---------- ENTRIES PROVIDED

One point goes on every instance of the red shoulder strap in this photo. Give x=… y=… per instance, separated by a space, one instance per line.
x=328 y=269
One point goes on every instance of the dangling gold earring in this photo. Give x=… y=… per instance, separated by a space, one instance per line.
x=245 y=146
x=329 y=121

--------------------

REQUIRED TASK →
Repeat every line of the data, exactly and in full.

RESULT BELOW →
One point goes on every instance of the red shoulder strap in this photo. Give x=… y=… per instance, separated by a space, one instance per line.
x=328 y=269
One point goes on every instance of the dangling gold earring in this photo. Give x=… y=… per instance, separated by a space, one instance per line.
x=245 y=146
x=329 y=121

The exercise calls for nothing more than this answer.